Hi all, I had my basting on 29th oct, and was due to test tommorrow but unfortunatley my period has arrived this morning. I tested this morning too as I had been puking since about 4am so I thought this must be morning sickness, but of course I must have picked up a tummy bug as I am now having an awful period. Isn't it cruel how our bodies can fool us into thinking we're pregnant! the clinic have advised I wait for a month because of all the drugs before trying again. Thus may turn into January due to the unit being closed over Xmas. I really wanted to get another cycle in before Xmas but to be honest I feel so rough right now I don't think I could get to the hospital! The clinic said I responded well to the treatment and there's no reason why it shouldn't have worked so that's got to be a positive. To be honest though like many of you I also thought I was pregnant as I have been an emotional wreck. And obviously my morning sickness that is obviously not morning sickness was the iceing on the cake! 
Anyway, it means I can have a few drinks at all of the social events coming up which to be honest I've really missed.

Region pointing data
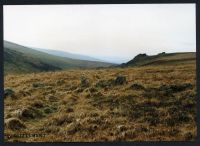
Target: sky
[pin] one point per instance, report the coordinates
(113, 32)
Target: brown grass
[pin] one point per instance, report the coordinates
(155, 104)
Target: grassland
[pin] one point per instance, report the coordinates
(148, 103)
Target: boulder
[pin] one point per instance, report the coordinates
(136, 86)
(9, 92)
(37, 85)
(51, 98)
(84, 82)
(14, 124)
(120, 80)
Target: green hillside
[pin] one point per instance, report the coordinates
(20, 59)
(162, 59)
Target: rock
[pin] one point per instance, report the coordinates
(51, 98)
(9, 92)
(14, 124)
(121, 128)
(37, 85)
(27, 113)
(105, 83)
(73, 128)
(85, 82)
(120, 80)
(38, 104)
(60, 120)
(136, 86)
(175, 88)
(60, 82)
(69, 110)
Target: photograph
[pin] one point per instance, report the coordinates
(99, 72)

* * *

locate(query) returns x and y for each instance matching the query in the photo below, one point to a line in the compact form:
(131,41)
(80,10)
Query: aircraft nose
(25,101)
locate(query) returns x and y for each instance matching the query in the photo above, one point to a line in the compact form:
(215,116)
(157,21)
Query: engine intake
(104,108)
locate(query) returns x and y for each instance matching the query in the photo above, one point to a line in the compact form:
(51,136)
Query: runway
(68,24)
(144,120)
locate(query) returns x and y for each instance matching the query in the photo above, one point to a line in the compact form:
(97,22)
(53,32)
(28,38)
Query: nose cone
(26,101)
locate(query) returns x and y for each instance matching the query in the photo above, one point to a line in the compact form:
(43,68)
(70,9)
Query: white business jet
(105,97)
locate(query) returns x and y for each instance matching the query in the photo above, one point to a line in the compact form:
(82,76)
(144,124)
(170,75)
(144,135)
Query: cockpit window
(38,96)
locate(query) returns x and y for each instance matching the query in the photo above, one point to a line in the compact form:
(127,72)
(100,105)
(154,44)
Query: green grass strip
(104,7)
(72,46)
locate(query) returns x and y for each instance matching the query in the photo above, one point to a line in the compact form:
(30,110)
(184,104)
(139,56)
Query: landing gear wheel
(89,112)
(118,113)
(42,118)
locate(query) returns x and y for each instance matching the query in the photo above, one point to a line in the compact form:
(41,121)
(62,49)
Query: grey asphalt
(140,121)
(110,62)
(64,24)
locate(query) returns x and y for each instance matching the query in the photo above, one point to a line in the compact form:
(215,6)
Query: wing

Parts of the exercise:
(1) In the fertility treatment post, how long did the clinic advise waiting before trying again?
(2) Write the next part of the fertility treatment post, picking up after its last sentence.
The records can be ignored.

List of answers:
(1) A month, because of all the drugs.

(2)
Keep smiling xxx 
Congratulations to everyone who has had a BFP this month xxxxx


----------



## TQ

Afternoon!  Sorry for going awol the last couple of days - work's suddenly got manic again!

Hasina - please call the clinic as soon as you can.  I am sure they should be monitoring you at least with another scan by now to make sure it isn't too late - the surge doesn't always work for everyone.  Mine didn't seem to be coming so they triggered me.  If your follies and lining are ready, they may decide to do the same, but please don't wait any longer.  

Gibs - when I read your post about the cb reading being ahead, my immediate thought was twins!!  Glad I'm not alone in thinking that - hope this is good news for you (I'd be scared stiff at the thought of 2 personally, but at the same time excited at a double blessing!).  I took cyclogest until week 13 of my pregnancy and am convinced it made the morning sickness a thousand times worse once it hit at week 6.  Be glad you don't have that ahead of you!!  Still so happy for you    

Astral - thanks for popping by to reassure us stressheads!  17 hours post-basting seems a long time so is very reassuring that you can still get a BFP!  Hope all is going well for you still and you're starting to relax and enjoy pregnancy.

Lillybee - so so so sorry for your news.  I hope you can find the money to try again this month, but don't put yourself under added pressure to do it as you need to be able to relax into it.  If it's looking tough, perhaps better to wait till the new year.     

Shell - congratulations on becoming an auntie.  I think everyone here gets your frustration - and knows there's no malice meant.  It's so tough seeing other people getting what you want so badly without even trying.  But your turn will come and like others say you will appreciate that gift so much more - I know I do!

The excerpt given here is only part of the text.